>> START
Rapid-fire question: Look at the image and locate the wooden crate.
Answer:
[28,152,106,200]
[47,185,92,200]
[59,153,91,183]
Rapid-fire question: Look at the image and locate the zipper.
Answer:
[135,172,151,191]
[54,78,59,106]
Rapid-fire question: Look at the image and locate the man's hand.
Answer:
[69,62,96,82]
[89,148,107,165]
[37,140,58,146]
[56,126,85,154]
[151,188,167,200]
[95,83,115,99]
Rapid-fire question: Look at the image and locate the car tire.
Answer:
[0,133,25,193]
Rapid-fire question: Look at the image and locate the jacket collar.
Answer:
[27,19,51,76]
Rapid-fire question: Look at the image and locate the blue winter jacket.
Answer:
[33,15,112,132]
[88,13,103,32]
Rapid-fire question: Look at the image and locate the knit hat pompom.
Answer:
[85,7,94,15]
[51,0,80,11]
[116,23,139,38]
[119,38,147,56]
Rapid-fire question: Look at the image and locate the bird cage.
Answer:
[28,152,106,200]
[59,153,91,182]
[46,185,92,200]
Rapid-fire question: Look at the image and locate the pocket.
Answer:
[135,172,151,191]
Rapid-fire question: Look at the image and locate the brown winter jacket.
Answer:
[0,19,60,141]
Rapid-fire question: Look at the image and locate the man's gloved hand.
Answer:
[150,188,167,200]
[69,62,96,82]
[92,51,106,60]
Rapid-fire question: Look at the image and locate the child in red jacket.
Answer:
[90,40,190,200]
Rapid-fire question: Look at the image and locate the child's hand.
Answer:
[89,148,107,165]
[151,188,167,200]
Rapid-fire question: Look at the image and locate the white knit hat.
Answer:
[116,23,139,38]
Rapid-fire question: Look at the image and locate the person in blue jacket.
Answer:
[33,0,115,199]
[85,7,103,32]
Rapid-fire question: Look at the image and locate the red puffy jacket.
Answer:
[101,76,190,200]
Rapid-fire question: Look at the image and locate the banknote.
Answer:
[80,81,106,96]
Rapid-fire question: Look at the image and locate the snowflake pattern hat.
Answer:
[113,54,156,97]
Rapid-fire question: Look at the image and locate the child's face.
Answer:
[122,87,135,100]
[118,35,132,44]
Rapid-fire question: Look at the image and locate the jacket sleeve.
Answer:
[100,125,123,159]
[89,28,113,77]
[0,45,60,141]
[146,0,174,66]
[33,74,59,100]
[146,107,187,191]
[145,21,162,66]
>> END
TASK DETAILS –
Copy out every line of the data, starting at the line containing "the jacket collar." and ending at the line containing "[119,38,147,56]". Shift each bounding box coordinate in that span by -7.

WRITTEN REPLY –
Rapid-fire question: Look at the image and locate the jacket collar.
Answer:
[20,12,44,69]
Rapid-fire question: Look at the image and locate the blue winter jacket.
Answer:
[26,8,105,125]
[81,6,96,25]
Rapid-fire question: Look at the image and locate the knit hat pompom.
Answer:
[78,0,87,8]
[44,-7,73,4]
[109,16,132,31]
[112,31,140,49]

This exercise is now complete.